— What to do —
(a) List the results that the experiments reported in the SWAT summary below attribute to SWAT.
(b) Continue the summary of SWAT, the secure fine-tuning strategy, from where it stops.

— Document extract —
🤖 AI Summary
This work addresses the lack of effective defenses against security risks—such as backdoor attacks and jailbreaking—introduced during instruction tuning of large language models (LLMs). We propose SWAT, a secure fine-tuning strategy. Methodologically, SWAT conducts the first systematic, module-level analysis of parameter influence on safety-feature-space drift and introduces an “early-stage learning load transfer” mechanism. It warm-starts with a robust module subset (Mods_Rob) to capture foundational safety features, then performs full-parameter fine-tuning while dynamically freezing non-robust modules to suppress vulnerabilities. SWAT forms a plug-and-play, pretraining- and post-training-compatible security fine-tuning framework. Experiments across multiple datasets, models, and attack scenarios demonstrate that SWAT significantly reduces attack success rates, incurs near-zero task performance degradation, and synergistically enhances existing defense methods.

(Items from a data source)
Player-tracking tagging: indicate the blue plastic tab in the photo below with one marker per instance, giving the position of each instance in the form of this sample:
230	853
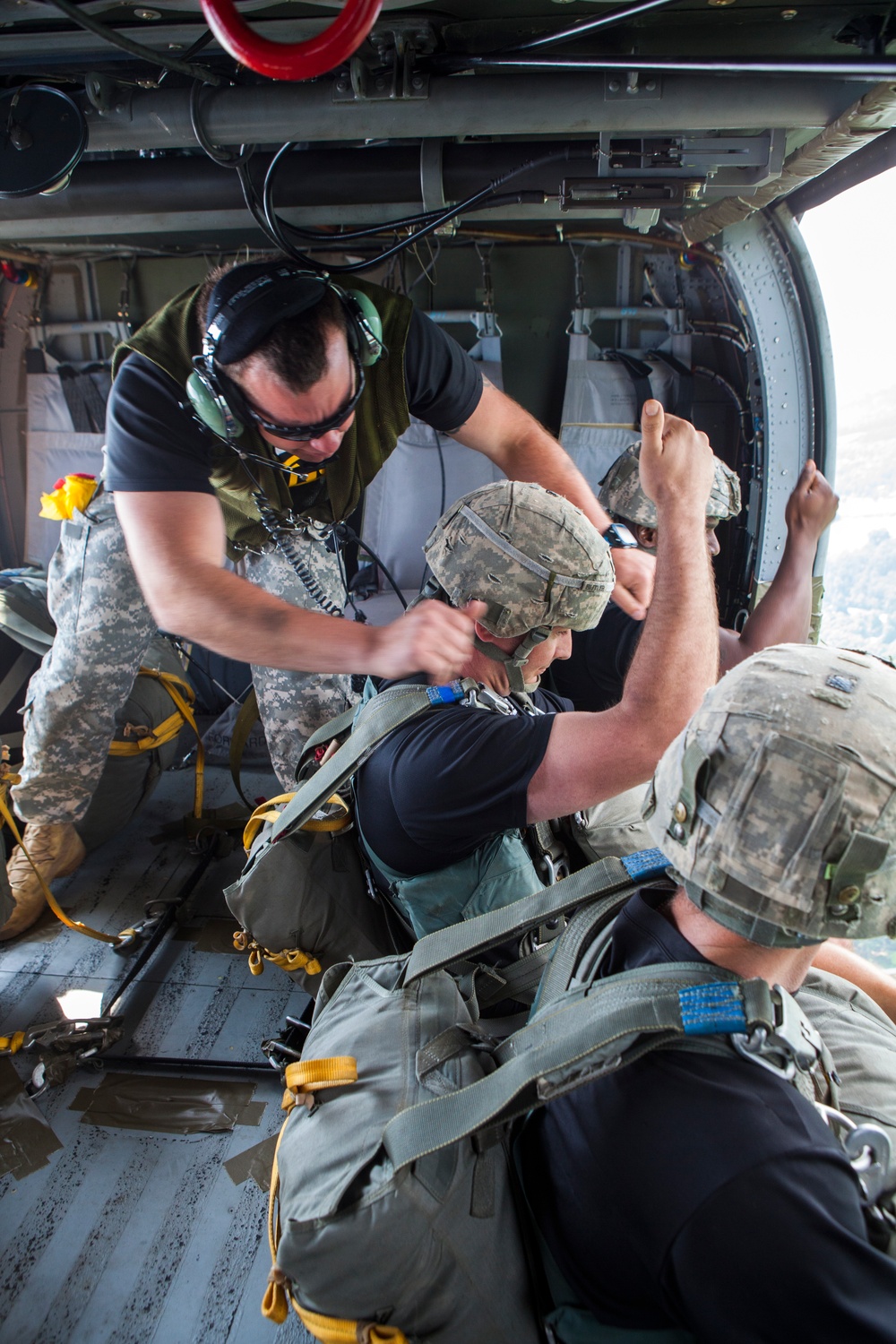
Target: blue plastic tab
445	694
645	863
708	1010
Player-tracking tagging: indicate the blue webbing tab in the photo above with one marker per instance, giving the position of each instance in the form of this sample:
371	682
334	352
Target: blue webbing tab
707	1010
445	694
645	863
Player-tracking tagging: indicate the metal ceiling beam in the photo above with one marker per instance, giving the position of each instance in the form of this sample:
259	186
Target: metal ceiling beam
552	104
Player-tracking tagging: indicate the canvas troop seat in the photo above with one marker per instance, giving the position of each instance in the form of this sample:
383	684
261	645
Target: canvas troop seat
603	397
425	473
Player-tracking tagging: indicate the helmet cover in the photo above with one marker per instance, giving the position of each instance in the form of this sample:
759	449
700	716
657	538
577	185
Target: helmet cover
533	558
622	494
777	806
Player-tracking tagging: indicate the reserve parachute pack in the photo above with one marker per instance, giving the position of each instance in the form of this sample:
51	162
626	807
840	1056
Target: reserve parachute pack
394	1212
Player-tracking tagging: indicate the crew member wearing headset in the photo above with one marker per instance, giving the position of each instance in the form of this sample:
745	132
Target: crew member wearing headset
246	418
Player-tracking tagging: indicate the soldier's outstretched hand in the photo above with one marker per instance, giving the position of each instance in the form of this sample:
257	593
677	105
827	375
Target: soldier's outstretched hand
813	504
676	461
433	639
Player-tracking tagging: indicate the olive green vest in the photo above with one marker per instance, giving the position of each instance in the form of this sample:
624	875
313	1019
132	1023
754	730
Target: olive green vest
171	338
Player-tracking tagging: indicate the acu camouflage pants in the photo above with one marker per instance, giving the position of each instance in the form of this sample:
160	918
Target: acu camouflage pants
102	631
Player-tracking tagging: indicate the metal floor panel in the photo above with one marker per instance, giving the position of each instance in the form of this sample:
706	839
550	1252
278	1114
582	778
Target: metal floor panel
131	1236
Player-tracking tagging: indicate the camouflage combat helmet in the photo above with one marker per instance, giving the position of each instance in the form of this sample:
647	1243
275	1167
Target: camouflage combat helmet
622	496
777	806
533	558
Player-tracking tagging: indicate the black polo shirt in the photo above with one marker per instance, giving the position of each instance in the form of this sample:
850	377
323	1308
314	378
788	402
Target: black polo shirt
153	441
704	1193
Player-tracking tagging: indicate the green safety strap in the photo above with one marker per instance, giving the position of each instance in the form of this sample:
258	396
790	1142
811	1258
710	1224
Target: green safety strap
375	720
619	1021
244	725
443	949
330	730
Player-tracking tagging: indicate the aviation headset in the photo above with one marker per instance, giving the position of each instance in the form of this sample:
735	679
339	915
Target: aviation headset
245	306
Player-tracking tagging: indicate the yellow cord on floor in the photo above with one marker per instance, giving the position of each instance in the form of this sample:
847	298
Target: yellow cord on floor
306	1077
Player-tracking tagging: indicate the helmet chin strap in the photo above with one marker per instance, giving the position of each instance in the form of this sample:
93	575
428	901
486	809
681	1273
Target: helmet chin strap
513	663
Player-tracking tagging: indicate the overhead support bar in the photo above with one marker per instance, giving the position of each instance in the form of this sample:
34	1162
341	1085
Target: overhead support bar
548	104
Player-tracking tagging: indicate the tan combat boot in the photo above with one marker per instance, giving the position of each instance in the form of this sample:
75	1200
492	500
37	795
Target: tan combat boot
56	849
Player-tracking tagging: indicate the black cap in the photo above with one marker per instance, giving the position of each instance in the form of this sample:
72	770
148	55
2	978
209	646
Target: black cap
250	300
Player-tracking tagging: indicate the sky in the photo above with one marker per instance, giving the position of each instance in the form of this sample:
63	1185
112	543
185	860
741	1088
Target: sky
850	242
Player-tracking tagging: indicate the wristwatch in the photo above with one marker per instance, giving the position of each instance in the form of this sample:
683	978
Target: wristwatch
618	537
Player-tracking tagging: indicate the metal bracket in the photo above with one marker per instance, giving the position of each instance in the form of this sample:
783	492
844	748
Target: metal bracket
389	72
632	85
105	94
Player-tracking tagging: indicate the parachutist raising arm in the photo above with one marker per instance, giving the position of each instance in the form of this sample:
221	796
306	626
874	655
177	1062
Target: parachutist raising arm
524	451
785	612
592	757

— Results for each task —
(a)
- SWAT significantly reduces attack success rates.
- It incurs near-zero task performance degradation.
- It synergistically enhances existing defense methods.

(b)
📝 Abstract
Instruction fine-tuning has emerged as a critical technique for customizing Large Language Models (LLMs) to specific applications. However, recent studies have highlighted significant security vulnerabilities in fine-tuned LLMs. Existing defense efforts focus more on pre-training and post-training methods, yet there remains underexplored in in-training methods. To fill this gap, we introduce a novel secure-tuning strategy called SWAT. By analyzing how module-level parameters (e.g. Q/K/V/O) affect the security feature space drift, we identify a robust subset of modules, termed Mods_Rob. Our SWAT strategy begins by warming up Mods_Rob to capture low-level features with minimal security risks, followed by training all parameters to achieve optimal task performance. Essentially, this strategy shifts the early learning burden more from global parameters to Mods_Rob, reducing update magnitudes of the non-robust subset. Across various datasets, scenarios, and LLMs, our strategy has demonstrated significant success in mitigating security risks while preserving task performance. Importantly, it can be seamlessly integrated with pre-training and post-training methods, leading to greater improvements.